PASSAGE SHOWN:
Jessie Buckley gives a knockout performance as a gallus ex-con from Glasgow with ambitions of being a country singer in Nashville in this delightful crowd-pleaser with rugged edges
Like any great country song, Wild Rose is deceptively straightforward but packs a heck of an emotional punch. It follows 23-year-old ex-con Rose-Lynn (Jessie Buckley), a country singer from Glasgow who dreams of making it big in the States. A couple of major obstacles stand in her way. First, her parole conditions means she’s tagged and under curfew, so can’t return to her old gig as the main draw at the Grand Ole Opry, Glasgow’s rough and ready country and western club inspired by the Nashville stage of the same name.
Second, Rose-Lynn’s got two young kids to take care of, and her mother, Marion (Julie Walters), thinks it’s about time she started putting them ahead of her pie in the sky ambitions. “Have you no been watching telly lately?” Marion asks her daughter. “Cause I’ll tell you, there’s no shortage of folk who can sing.” Rose-Lynn does find a champion, however, in Susannah (Sophie Okonedo), a rich, kindly woman who hires Rose-Lynn as her housekeeper. A bit of a square, Susannah seems to get a vicarious thrill from Rose-Lynn’s gallus attitude as well as her burgeoning singing career and starts opening doors for her.

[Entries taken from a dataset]
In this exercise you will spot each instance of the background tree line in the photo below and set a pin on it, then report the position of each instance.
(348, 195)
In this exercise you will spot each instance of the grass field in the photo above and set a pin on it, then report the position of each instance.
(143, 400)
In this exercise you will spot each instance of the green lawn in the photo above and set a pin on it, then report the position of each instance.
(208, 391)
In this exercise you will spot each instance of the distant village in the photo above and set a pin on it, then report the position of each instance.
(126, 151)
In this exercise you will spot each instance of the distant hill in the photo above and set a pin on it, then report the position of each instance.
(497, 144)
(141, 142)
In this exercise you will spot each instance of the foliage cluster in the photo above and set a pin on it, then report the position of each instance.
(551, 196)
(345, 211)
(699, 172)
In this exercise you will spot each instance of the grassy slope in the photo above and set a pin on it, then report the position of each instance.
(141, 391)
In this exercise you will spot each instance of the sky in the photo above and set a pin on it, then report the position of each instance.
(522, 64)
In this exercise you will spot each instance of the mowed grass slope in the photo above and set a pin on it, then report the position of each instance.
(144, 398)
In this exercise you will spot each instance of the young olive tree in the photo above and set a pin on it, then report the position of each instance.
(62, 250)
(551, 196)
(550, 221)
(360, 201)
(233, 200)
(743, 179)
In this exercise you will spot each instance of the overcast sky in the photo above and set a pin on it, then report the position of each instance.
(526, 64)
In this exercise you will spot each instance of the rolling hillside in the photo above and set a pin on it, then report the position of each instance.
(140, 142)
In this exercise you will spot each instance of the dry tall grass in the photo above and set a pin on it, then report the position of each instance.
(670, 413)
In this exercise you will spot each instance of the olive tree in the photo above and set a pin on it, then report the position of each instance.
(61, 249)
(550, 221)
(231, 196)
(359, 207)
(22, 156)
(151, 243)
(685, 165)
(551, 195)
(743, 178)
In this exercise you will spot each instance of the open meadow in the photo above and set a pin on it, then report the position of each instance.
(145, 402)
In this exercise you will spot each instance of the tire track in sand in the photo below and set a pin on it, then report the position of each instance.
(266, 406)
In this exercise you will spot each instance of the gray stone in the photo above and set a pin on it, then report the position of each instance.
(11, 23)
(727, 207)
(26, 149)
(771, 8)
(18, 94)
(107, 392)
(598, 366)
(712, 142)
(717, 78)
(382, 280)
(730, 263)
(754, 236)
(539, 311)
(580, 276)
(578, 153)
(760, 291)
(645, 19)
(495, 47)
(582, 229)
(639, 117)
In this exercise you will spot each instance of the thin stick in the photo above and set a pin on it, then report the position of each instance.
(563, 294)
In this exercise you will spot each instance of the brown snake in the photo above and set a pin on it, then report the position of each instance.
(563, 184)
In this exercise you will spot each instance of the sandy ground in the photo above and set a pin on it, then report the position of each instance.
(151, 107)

TASK TO COMPLETE: Pick up the review of the film Wild Rose after its last sentence and carry it on. The data plays no role in what is asked here.

RESPONSE FOR THIS EXERCISE:
Director Tom Harper balances this familiar tale of self-discovery with expressive moments of magic. While hoovering Susannah’s manor house, Rose-Lynn puts on her headphones and starts belting out some tunes, and musicians suddenly appear in different corners of the house to accompany her. The film is peppered with enough of these country setpieces to be classed a musical, whether it’s Buckley’s rhinestone take on Outlaw State Of Mind, a beautiful a cappella version of Peace In This House, or a stirring performance of an original song that’s a tender paean to Glasgow. The film's so much fun that you only half notice its left-turn from the star-is-born setup to something altogether richer and more emotionally satisfying.
In a former life, Buckley was the runner up on a singing contest, and she’s clearly a born performer. What makes Wild Rose truly sing, though, is that she’s an even better actor. Watching her torment as she struggles to balance her ambition and her responsibilities as a mother is agonising, while her sparring with Marion (this is Walters' best performance in yonks) feels spiky and lived-in and oh-so-real. We’re not sure if Rose-Lynn will be the next Dolly Parton but for Buckley herself, the big time is surely around the corner.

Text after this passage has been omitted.